▶ **DATA PROVIDED**
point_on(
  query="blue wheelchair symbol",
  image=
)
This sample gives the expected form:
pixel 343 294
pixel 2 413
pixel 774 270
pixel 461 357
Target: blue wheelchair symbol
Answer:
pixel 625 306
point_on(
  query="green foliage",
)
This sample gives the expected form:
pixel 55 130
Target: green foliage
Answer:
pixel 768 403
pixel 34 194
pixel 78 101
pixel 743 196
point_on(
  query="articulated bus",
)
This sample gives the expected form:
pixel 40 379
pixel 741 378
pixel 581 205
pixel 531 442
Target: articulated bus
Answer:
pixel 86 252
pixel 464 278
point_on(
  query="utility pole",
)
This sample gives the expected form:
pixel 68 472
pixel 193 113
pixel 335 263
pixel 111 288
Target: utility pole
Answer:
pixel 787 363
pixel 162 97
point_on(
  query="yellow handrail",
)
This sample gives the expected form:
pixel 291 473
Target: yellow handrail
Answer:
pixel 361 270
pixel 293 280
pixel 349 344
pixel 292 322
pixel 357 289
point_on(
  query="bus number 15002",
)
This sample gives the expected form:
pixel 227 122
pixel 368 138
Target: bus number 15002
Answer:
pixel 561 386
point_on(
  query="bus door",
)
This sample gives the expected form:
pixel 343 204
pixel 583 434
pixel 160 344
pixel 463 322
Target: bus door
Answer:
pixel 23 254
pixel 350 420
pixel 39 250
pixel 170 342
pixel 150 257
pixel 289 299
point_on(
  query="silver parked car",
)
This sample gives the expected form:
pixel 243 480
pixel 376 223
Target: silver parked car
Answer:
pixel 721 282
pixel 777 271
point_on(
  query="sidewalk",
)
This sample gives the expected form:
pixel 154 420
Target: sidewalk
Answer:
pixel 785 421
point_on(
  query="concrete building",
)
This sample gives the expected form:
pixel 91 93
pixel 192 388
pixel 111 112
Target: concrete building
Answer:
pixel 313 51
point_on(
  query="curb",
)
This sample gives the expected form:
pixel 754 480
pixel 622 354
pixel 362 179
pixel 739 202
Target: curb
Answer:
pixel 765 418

▶ **PROBLEM REQUIREMENTS**
Reproduce all of the items above, substituting "Object" for each occurrence of "Target" and leaving everything else unchanged.

▶ **TASK RESPONSE**
point_on(
  query="blue wheelchair symbol",
  image=
)
This sample gives the expected form:
pixel 343 294
pixel 2 413
pixel 774 270
pixel 461 357
Object: blue wheelchair symbol
Answer:
pixel 625 306
point_on(
  query="green foliage",
)
This sample gives the expected form:
pixel 55 130
Object: green foliage
Answer:
pixel 768 403
pixel 34 194
pixel 78 101
pixel 743 196
point_on(
  query="articulated bus",
)
This sample gives the expected form:
pixel 40 379
pixel 741 378
pixel 581 205
pixel 531 442
Object: articulated bus
Answer:
pixel 86 252
pixel 464 278
point_on(
  query="utility pole",
)
This sample gives the expected form:
pixel 68 472
pixel 193 113
pixel 335 263
pixel 111 288
Object: utility pole
Answer:
pixel 787 363
pixel 162 97
point_on(
  query="yellow handrail",
)
This sample gives the expected form:
pixel 291 473
Object: yellow handrail
Answer:
pixel 361 270
pixel 293 280
pixel 349 344
pixel 292 322
pixel 357 289
point_on(
  query="bus number 15002",
)
This sample gives the expected form:
pixel 227 122
pixel 368 138
Object: bus number 15002
Answer:
pixel 561 386
point_on(
  query="bus door",
)
This sample gives the expected form:
pixel 343 204
pixel 583 434
pixel 160 344
pixel 463 322
Object: bus door
Answer:
pixel 23 254
pixel 350 420
pixel 39 250
pixel 170 342
pixel 150 257
pixel 289 299
point_on(
  query="silver parked car",
)
This sample gives the expected form:
pixel 243 480
pixel 376 223
Object: silver parked car
Answer:
pixel 721 282
pixel 777 271
point_on(
  query="sidewalk",
)
This sample gives the expected form:
pixel 154 420
Object: sidewalk
Answer:
pixel 785 421
point_on(
  query="concrete building",
)
This sample gives the expected form:
pixel 91 93
pixel 192 388
pixel 111 112
Object: concrete building
Answer:
pixel 313 51
point_on(
  query="curb",
)
This sample gives the expected form:
pixel 754 480
pixel 622 354
pixel 362 179
pixel 739 202
Object: curb
Answer:
pixel 765 418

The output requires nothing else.